**Exercise goal:** Rewrite each of the records below, changing "Multiple" to "Several" wherever it occurs and leaving every other character unchanged.
--- BEGIN ---
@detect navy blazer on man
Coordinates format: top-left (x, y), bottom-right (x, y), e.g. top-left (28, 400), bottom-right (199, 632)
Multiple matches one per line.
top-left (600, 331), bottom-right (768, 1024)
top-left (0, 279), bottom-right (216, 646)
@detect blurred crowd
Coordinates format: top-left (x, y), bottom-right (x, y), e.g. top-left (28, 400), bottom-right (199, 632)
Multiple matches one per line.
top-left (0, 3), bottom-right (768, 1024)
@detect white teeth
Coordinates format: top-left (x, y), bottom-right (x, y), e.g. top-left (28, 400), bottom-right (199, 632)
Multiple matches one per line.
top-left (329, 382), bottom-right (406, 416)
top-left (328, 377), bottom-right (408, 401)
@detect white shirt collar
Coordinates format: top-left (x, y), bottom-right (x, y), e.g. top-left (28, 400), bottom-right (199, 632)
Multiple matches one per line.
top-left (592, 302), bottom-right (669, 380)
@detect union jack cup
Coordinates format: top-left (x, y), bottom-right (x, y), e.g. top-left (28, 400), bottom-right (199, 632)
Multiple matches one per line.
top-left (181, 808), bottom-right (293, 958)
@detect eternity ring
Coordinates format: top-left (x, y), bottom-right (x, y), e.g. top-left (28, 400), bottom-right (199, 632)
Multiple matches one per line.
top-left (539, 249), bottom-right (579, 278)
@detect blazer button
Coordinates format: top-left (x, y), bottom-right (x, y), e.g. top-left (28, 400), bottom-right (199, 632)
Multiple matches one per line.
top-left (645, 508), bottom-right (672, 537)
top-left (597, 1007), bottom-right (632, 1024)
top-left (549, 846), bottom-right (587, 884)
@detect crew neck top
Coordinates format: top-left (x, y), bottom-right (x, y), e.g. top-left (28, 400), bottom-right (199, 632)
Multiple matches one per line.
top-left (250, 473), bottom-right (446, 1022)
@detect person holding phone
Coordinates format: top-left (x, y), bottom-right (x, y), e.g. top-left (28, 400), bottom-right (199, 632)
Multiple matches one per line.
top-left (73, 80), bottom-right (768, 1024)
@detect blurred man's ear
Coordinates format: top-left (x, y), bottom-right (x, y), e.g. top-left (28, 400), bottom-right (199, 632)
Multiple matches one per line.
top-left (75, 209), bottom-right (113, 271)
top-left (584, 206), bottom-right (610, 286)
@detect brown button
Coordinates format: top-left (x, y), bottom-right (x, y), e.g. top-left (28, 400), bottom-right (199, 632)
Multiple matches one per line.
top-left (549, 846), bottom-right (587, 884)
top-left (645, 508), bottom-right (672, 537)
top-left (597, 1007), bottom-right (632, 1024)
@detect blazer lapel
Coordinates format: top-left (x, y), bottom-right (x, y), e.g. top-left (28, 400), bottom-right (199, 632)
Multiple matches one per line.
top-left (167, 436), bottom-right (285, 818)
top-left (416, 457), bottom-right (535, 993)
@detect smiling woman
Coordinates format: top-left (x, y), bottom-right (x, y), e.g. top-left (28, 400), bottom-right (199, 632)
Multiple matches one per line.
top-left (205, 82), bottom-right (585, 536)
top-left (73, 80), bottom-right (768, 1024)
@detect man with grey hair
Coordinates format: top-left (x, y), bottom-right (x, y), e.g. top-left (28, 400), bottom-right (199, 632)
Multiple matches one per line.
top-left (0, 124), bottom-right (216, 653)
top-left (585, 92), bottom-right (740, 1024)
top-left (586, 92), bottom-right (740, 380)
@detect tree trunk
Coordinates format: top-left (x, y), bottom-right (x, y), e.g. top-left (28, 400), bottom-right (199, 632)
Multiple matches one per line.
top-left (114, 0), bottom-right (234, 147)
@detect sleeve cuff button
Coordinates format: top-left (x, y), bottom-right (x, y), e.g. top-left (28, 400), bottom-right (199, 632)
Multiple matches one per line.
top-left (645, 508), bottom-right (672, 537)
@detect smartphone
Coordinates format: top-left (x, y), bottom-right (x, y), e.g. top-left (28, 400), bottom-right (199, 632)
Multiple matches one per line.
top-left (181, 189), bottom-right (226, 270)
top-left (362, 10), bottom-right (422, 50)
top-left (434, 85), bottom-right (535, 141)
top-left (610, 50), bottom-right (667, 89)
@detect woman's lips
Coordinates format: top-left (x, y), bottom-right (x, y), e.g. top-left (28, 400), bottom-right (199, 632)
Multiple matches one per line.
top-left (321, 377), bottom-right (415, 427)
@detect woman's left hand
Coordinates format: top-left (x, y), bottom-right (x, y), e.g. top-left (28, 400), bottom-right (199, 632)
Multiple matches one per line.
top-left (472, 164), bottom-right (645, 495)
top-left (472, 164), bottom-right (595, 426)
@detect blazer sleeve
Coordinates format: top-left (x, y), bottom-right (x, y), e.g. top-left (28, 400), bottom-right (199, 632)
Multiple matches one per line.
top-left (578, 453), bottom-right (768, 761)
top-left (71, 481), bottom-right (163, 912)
--- END ---
**In response:**
@detect navy blazer on man
Coordinates format: top-left (x, y), bottom-right (x, y), e.g. top-left (28, 400), bottom-right (199, 632)
Several matches one per line.
top-left (600, 331), bottom-right (768, 1024)
top-left (0, 279), bottom-right (216, 646)
@detect blurred crowd
Coordinates format: top-left (x, y), bottom-right (x, y), e.g. top-left (28, 400), bottom-right (199, 632)
Several matches one per line.
top-left (0, 3), bottom-right (768, 1024)
@detect white teeth
Coordinates format: top-left (x, y), bottom-right (x, y), e.g. top-left (28, 400), bottom-right (199, 632)
Several matches one per line.
top-left (329, 382), bottom-right (406, 416)
top-left (328, 377), bottom-right (408, 401)
@detect white shirt collar
Coordinates format: top-left (x, y), bottom-right (x, y), e.g. top-left (28, 400), bottom-right (199, 632)
Several matches one per line.
top-left (592, 302), bottom-right (669, 380)
@detect union jack cup
Coordinates format: top-left (x, y), bottom-right (x, y), e.g. top-left (28, 400), bottom-right (199, 632)
Several matches one per line.
top-left (181, 808), bottom-right (293, 958)
@detect eternity ring
Coordinates format: top-left (x, y), bottom-right (x, y), e.g. top-left (28, 400), bottom-right (199, 632)
Several matches one per line.
top-left (539, 249), bottom-right (579, 278)
@detect blazer button
Coordinates format: top-left (x, y), bottom-right (x, y), e.g. top-left (28, 400), bottom-right (199, 632)
Several matches one per line.
top-left (645, 508), bottom-right (672, 537)
top-left (597, 1007), bottom-right (632, 1024)
top-left (549, 846), bottom-right (587, 884)
@detect crew neck top
Coordinates format: top-left (x, y), bottom-right (x, y), e.g. top-left (28, 400), bottom-right (199, 632)
Several matches one per line.
top-left (250, 473), bottom-right (446, 1022)
@detect person holding phone
Coordinates format: top-left (x, y), bottom-right (x, y), e.g. top-left (28, 400), bottom-right (199, 632)
Several matches one per line.
top-left (73, 80), bottom-right (768, 1024)
@detect blurred man's ear
Coordinates format: top-left (x, y), bottom-right (x, y), e.g. top-left (28, 400), bottom-right (199, 632)
Several matches one per line.
top-left (75, 209), bottom-right (113, 271)
top-left (584, 206), bottom-right (610, 286)
@detect brown button
Coordinates format: top-left (x, y), bottom-right (x, y), e.g. top-left (28, 400), bottom-right (199, 632)
Several matches one per line.
top-left (549, 846), bottom-right (587, 884)
top-left (645, 508), bottom-right (672, 537)
top-left (597, 1007), bottom-right (632, 1024)
@detect blazer lapel
Coordinates format: top-left (x, y), bottom-right (x, y), e.g. top-left (28, 400), bottom-right (199, 632)
Several matches one per line.
top-left (167, 436), bottom-right (285, 818)
top-left (416, 457), bottom-right (535, 993)
@detect smiling woman
Coordinates format: top-left (x, y), bottom-right (x, y), e.g. top-left (28, 400), bottom-right (199, 632)
Several matches one per line.
top-left (205, 82), bottom-right (585, 536)
top-left (73, 80), bottom-right (768, 1024)
@detect man with grey hair
Coordinates format: top-left (x, y), bottom-right (x, y), e.g. top-left (28, 400), bottom-right (199, 632)
Several matches one per line.
top-left (0, 124), bottom-right (216, 653)
top-left (585, 92), bottom-right (740, 1024)
top-left (586, 92), bottom-right (740, 380)
@detect tree trunk
Coordinates format: top-left (x, y), bottom-right (x, y), e.g. top-left (28, 400), bottom-right (199, 632)
Several matches one per line.
top-left (114, 0), bottom-right (234, 147)
@detect sleeve cuff button
Coordinates format: top-left (x, y), bottom-right (x, y), e.g. top-left (28, 400), bottom-right (199, 632)
Several matches one per line.
top-left (645, 508), bottom-right (672, 537)
@detect smartphone
Coordinates format: top-left (x, y), bottom-right (x, y), e.g. top-left (28, 400), bottom-right (199, 632)
Several matches one per line.
top-left (181, 189), bottom-right (226, 270)
top-left (362, 10), bottom-right (422, 50)
top-left (434, 85), bottom-right (535, 141)
top-left (610, 50), bottom-right (667, 89)
@detect woman's lips
Coordinates format: top-left (x, y), bottom-right (x, y), e.g. top-left (28, 400), bottom-right (199, 632)
Several matches one per line.
top-left (321, 377), bottom-right (415, 427)
@detect woman's left hand
Coordinates format: top-left (x, y), bottom-right (x, y), e.g. top-left (28, 400), bottom-right (199, 632)
Several matches one per line.
top-left (472, 164), bottom-right (645, 495)
top-left (472, 164), bottom-right (595, 426)
@detect blazer sleeve
Coordinates format: top-left (x, y), bottom-right (x, y), e.g. top-left (28, 400), bottom-right (199, 632)
Several matches one per line.
top-left (578, 453), bottom-right (768, 761)
top-left (71, 481), bottom-right (163, 912)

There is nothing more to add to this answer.